Record extracts:
......

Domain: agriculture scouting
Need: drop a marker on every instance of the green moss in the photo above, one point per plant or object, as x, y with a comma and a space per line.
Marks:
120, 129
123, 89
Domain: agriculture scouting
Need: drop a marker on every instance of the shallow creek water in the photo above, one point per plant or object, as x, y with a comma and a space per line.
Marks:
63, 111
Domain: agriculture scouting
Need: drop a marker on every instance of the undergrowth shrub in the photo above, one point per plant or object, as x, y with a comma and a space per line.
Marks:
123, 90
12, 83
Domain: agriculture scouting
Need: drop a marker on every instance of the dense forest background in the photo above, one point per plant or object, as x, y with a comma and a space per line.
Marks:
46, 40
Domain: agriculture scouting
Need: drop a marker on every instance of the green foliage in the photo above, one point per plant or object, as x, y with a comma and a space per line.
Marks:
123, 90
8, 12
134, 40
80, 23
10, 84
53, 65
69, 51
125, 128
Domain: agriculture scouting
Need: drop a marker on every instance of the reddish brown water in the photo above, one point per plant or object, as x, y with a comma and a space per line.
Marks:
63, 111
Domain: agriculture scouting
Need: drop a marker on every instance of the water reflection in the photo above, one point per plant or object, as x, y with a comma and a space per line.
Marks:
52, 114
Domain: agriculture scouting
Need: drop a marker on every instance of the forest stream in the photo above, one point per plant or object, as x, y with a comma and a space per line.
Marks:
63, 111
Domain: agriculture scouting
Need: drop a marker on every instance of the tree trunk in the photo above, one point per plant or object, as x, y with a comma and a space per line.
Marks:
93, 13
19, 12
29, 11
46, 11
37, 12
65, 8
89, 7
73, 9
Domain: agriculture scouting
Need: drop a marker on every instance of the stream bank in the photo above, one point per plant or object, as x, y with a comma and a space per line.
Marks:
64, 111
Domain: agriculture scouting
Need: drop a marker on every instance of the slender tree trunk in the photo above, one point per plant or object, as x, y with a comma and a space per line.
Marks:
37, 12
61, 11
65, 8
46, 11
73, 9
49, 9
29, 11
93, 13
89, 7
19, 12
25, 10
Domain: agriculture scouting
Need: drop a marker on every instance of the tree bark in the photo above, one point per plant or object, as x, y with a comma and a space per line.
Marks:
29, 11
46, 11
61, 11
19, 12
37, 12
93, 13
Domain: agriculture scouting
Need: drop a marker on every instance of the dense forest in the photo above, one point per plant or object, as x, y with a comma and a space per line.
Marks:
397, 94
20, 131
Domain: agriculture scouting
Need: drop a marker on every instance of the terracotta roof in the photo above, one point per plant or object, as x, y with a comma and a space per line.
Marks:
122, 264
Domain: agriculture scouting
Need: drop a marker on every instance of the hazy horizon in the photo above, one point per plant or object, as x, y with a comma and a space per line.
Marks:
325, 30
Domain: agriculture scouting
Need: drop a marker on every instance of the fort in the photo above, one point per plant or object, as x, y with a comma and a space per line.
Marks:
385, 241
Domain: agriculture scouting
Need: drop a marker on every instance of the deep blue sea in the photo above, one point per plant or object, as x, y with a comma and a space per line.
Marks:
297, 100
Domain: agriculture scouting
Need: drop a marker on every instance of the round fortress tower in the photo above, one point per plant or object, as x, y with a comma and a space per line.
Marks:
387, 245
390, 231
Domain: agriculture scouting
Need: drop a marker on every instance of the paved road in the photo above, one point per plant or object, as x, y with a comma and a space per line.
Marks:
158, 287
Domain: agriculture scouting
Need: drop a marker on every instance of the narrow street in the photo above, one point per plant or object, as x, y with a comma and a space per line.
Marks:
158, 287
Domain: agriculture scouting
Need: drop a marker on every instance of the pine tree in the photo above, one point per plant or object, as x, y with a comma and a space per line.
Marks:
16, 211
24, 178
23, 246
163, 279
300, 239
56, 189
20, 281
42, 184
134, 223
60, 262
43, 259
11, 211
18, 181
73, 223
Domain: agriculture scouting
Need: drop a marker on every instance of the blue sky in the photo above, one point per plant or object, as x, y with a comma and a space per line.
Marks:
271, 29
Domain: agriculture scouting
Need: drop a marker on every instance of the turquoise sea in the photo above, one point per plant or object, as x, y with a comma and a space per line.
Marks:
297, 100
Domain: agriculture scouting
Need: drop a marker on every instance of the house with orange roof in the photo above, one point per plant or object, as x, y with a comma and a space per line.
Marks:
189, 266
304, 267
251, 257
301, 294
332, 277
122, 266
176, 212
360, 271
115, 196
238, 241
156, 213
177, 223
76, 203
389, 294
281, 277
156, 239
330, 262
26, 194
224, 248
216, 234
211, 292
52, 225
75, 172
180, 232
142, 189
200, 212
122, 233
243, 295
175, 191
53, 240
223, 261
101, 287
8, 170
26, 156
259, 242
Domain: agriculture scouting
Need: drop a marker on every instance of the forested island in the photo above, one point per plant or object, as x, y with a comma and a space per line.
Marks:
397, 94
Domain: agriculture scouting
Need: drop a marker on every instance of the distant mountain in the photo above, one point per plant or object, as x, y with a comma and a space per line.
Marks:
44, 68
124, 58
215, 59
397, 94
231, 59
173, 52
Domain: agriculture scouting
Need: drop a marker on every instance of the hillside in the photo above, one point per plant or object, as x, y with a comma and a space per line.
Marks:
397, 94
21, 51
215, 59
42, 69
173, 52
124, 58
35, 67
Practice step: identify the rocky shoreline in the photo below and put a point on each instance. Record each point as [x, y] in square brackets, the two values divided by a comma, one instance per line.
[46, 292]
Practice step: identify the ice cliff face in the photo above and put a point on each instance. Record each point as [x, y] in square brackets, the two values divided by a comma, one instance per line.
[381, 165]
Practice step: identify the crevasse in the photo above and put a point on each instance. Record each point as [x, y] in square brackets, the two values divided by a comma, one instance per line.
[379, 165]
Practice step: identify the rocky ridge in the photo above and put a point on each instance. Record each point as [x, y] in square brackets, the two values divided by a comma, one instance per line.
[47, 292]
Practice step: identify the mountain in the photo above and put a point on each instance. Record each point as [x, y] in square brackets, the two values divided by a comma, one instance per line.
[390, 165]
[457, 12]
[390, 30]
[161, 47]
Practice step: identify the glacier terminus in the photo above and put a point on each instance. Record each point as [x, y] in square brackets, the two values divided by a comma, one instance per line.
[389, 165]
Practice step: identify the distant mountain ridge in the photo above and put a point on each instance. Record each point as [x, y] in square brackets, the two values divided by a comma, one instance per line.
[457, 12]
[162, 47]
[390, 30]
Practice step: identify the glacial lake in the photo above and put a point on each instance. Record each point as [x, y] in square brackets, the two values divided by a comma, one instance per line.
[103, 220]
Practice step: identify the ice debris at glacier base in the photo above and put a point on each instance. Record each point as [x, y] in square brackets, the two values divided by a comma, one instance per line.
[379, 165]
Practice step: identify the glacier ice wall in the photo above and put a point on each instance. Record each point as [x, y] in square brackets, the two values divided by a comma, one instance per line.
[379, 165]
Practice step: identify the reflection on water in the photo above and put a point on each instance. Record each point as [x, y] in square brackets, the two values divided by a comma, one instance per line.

......

Exercise task:
Change every "instance" in the records above to "occurrence", then give all the records again with nothing else altered.

Problem solution:
Domain: agriculture scouting
Need: drop a marker on every occurrence of the green moss in the photo above, one point per plant or object, as x, y with a comma and a space per line.
Marks:
120, 129
123, 89
Domain: agriculture scouting
Need: drop a marker on every occurrence of the shallow creek water in the photo above, one point per plant or object, as x, y with a comma and a space per line.
Marks:
63, 111
Domain: agriculture scouting
Need: drop a marker on every occurrence of the undergrowth shrub in the photo above, one point per plant or object, as x, y with a comma and a space per line.
Marks:
123, 90
12, 83
Domain: agriculture scouting
Need: drop a marker on every occurrence of the dense forest background in the photo above, one point per plant or object, as x, y with a comma and a space per line.
Marks:
46, 40
Domain: agriculture scouting
Need: drop a marker on every occurrence of the green foliage in the photo above, one point per plant or object, as x, y with a comma and a space per line.
Marks:
123, 90
8, 12
134, 40
80, 23
10, 84
53, 65
69, 51
125, 128
Domain: agriculture scouting
Need: drop a marker on every occurrence of the reddish brown water in the photo above, one point per plant or object, as x, y with a comma and a space per line.
Marks:
63, 111
Domain: agriculture scouting
Need: drop a marker on every occurrence of the water reflection in the photo above, one point per plant or object, as x, y with a comma and a space per line.
Marks:
52, 114
Domain: agriculture scouting
Need: drop a marker on every occurrence of the forest stream in the photo above, one point per plant or object, as x, y with a comma and a space per line.
Marks:
63, 111
Domain: agriculture scouting
Need: drop a marker on every occurrence of the tree trunk in the photo above, one point per plant or object, as x, y with a comma and a space per line.
Marks:
93, 13
19, 12
29, 11
46, 11
37, 12
65, 8
89, 7
73, 9
Domain: agriculture scouting
Need: drop a marker on every occurrence of the stream bank in the photo above, one point per plant or object, as x, y with a comma and a space per line.
Marks:
64, 111
Domain: agriculture scouting
Need: drop a marker on every occurrence of the slender tree trunk in the photo above, one point per plant or object, as x, y with a comma and a space per line.
Marks:
37, 12
61, 11
65, 8
46, 11
73, 9
49, 9
29, 11
93, 13
89, 7
19, 12
25, 10
Domain: agriculture scouting
Need: drop a marker on every occurrence of the tree bark in the photo above, one point per plant or object, as x, y with a comma and a space per line.
Marks:
29, 11
46, 11
61, 11
19, 12
37, 12
93, 13
Domain: agriculture scouting
Need: drop a marker on every occurrence of the dense forest in the photo above, one point per plant or object, as x, y with a comma and a space per line.
Marks:
397, 94
20, 131
Domain: agriculture scouting
Need: drop a marker on every occurrence of the terracotta roof in the photo above, one point per plant or object, as x, y with a comma and a space per line.
Marks:
122, 264
Domain: agriculture scouting
Need: drop a marker on every occurrence of the hazy horizon in the photo above, one point per plant or object, as x, y with a comma and a space per line.
Marks:
325, 30
Domain: agriculture scouting
Need: drop a marker on every occurrence of the fort in the photo above, one point per plant or object, as x, y with a comma and a space per line.
Marks:
385, 241
Domain: agriculture scouting
Need: drop a marker on every occurrence of the deep blue sea in the photo above, one point per plant or object, as x, y with a comma and a space per line.
Marks:
297, 100
Domain: agriculture scouting
Need: drop a marker on every occurrence of the round fortress tower in the photo above, one point per plant or object, as x, y with a comma and a space per line.
Marks:
387, 245
390, 231
Domain: agriculture scouting
Need: drop a marker on every occurrence of the paved road in the photo above, one point per plant or object, as x, y with a comma and a space per line.
Marks:
158, 287
Domain: agriculture scouting
Need: drop a marker on every occurrence of the narrow street in the photo above, one point per plant or object, as x, y with a comma and a space per line.
Marks:
158, 287
Domain: agriculture scouting
Need: drop a marker on every occurrence of the pine tree in the photo above, one point per plant or object, as x, y with a comma and a space per line.
Marks:
16, 211
24, 178
23, 246
163, 279
300, 239
56, 189
20, 281
42, 184
134, 223
60, 262
43, 259
11, 211
18, 181
73, 223
Domain: agriculture scouting
Need: drop a marker on every occurrence of the blue sky in the photo above, one point per plant or object, as x, y with a comma and a space per line.
Marks:
271, 29
Domain: agriculture scouting
Need: drop a marker on every occurrence of the turquoise sea in the photo above, one point per plant or object, as x, y with a comma and a space per line.
Marks:
297, 100
Domain: agriculture scouting
Need: drop a marker on every occurrence of the house with orange roof in the photo above, one point per plant or object, as x, y with a comma and a space per line.
Marks:
189, 266
304, 267
251, 257
301, 294
332, 277
122, 266
176, 212
360, 271
115, 196
238, 241
156, 213
177, 223
76, 203
389, 294
281, 277
156, 239
330, 262
26, 194
224, 248
216, 234
211, 292
52, 225
75, 172
180, 232
142, 189
200, 212
122, 233
243, 295
175, 191
53, 240
223, 261
101, 287
8, 170
26, 156
259, 242
Domain: agriculture scouting
Need: drop a marker on every occurrence of the forested island in the photo above, one point per plant or object, as x, y with a comma and a space per line.
Marks:
397, 94
Domain: agriculture scouting
Need: drop a marker on every occurrence of the distant mountain in the photo above, one point per plant or object, as x, y with a comma and a space per line.
Marks:
44, 68
124, 58
215, 59
397, 94
231, 59
173, 52
Domain: agriculture scouting
Need: drop a marker on every occurrence of the hillside in the photo above, one point per plant or object, as x, y with a comma and a space per line.
Marks:
397, 94
21, 51
215, 59
42, 69
173, 52
124, 58
35, 67
Practice step: identify the rocky shoreline in the photo below and put a point on each occurrence. Record each point as [x, y] in square brackets, the two values divided by a comma, one occurrence per line.
[46, 292]
Practice step: identify the ice cliff face in the photo above and put a point on each occurrence. Record each point as [x, y] in square brackets, the two values divided by a comma, one occurrence per line.
[381, 165]
Practice step: identify the crevasse in the photo above and put a point on each occurrence. Record each point as [x, y] in square brackets, the two values divided by a comma, one occurrence per line.
[379, 165]
Practice step: identify the rocky ridge in the photo above and put a point on each occurrence. Record each point as [x, y] in square brackets, the two values divided by a comma, one occurrence per line.
[47, 292]
Practice step: identify the mountain in the photo above and put a point on each occurrence. Record each point as [x, y] in square brackets, the two values divided by a comma, one occurrence per line.
[390, 165]
[457, 12]
[390, 30]
[161, 47]
Practice step: identify the glacier terminus in the photo above and put a point on each occurrence. Record each point as [x, y] in square brackets, the two values divided by a comma, one occurrence per line.
[389, 165]
Practice step: identify the distant mountain ridge in the photo above and put a point on each occurrence. Record each point as [x, y] in square brackets, the two values divided by a comma, one occurrence per line.
[457, 12]
[162, 47]
[390, 30]
Practice step: identify the glacial lake in the photo above and put a point on each occurrence. Record each point as [x, y] in square brackets, the two values divided by a comma, one occurrence per line.
[103, 220]
Practice step: identify the ice debris at glacier base in the photo above and put a point on each occurrence. Record each point as [x, y] in square brackets, the two values divided by a comma, one occurrence per line.
[379, 165]
Practice step: identify the glacier ice wall in the photo above and put a point on each occurrence. Record each point as [x, y] in square brackets, the two values divided by a comma, one occurrence per line.
[379, 165]
Practice step: identify the reflection on water in the photo above and put a point on each occurrence. Record each point as [x, y] in square brackets, the two values divided by a comma, one occurrence per line.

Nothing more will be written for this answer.